[Input Boundary: Start]
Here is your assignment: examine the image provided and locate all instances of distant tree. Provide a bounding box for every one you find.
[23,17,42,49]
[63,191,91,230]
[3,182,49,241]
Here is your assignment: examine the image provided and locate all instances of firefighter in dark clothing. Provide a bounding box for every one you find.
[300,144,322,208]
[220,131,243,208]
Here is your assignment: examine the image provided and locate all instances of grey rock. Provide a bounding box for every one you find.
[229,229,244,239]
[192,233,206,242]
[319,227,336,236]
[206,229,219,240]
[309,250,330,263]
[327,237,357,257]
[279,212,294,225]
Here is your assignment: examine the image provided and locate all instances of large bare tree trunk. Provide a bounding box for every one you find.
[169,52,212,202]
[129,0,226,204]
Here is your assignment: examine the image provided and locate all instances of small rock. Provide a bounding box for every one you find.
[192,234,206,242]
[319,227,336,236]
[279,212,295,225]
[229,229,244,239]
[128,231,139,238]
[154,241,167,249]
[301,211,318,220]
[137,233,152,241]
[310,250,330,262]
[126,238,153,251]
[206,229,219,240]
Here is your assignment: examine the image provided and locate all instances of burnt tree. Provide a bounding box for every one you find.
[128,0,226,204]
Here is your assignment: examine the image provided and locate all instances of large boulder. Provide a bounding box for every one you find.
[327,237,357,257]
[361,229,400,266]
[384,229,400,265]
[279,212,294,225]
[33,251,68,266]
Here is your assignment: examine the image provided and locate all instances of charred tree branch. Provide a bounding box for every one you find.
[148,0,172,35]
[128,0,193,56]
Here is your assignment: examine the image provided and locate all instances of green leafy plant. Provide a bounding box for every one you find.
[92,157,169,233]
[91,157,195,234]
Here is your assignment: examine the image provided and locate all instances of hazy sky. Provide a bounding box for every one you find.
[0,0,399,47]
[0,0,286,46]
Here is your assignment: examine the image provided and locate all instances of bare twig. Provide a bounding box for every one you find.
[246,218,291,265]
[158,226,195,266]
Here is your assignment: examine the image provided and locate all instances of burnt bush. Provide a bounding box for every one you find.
[Input Boundary: End]
→ The task
Copy out all the records exactly.

→ Result for this task
Here is your assignment: examine the image provided and locate all instances of distant tree. Provide a bounding box for every one you find.
[23,17,42,49]
[63,191,91,230]
[3,182,49,241]
Here is your assignment: examine the image provided and locate all instances of firefighter in dark clothing. Provide a bounding box for every one you find.
[300,144,322,208]
[220,131,243,208]
Here is your assignment: examine the image provided and locate all instances of grey rock. Provide a bounding box for every one you find.
[229,229,244,239]
[192,233,206,242]
[319,227,336,236]
[206,229,219,240]
[309,250,330,263]
[327,237,357,257]
[279,212,294,225]
Here is your assignment: examine the image provided and locate all instances of large bare tree trunk. Provide a bounding box for every one you find.
[169,52,212,202]
[129,0,226,204]
Here is your assignment: examine the image provided and locate all instances of small rock. Provide a bounding box for every one you find.
[192,234,206,242]
[319,227,336,236]
[279,212,295,225]
[229,229,244,239]
[128,231,139,238]
[154,241,167,249]
[301,211,318,220]
[137,233,152,241]
[310,250,330,262]
[126,238,153,251]
[206,229,219,240]
Here is your assignment: examine the image provided and locate all instances of burnt tree. Provide a bounding box for every one you find.
[128,0,226,204]
Here is your assignment: examine the image provided and locate all instances of large boulder. Provide a bounding box for every one you find.
[327,237,357,257]
[361,229,400,266]
[384,229,400,265]
[279,212,294,225]
[33,251,68,266]
Here is your assignment: examine the image provided and locate all instances of charred tree branch. Provide a bounding box for every one you find.
[148,0,172,35]
[128,0,193,56]
Here is your assignment: examine the image provided and locate all instances of green leafy plant. Provide a bounding box for every one you find.
[92,157,169,233]
[91,157,195,234]
Here is your assignment: examine the image provided and locate all instances of hazy sky. Provide a bounding box for every one you find.
[0,0,399,47]
[0,0,286,46]
Here is your assignment: examine the image provided and locate all instances of bare twig. Provide a bounding box for every one you find.
[246,218,291,265]
[158,226,195,266]
Here is your assignment: examine the image provided and locate all instances of burnt bush. Provide a bounding box for every one you find.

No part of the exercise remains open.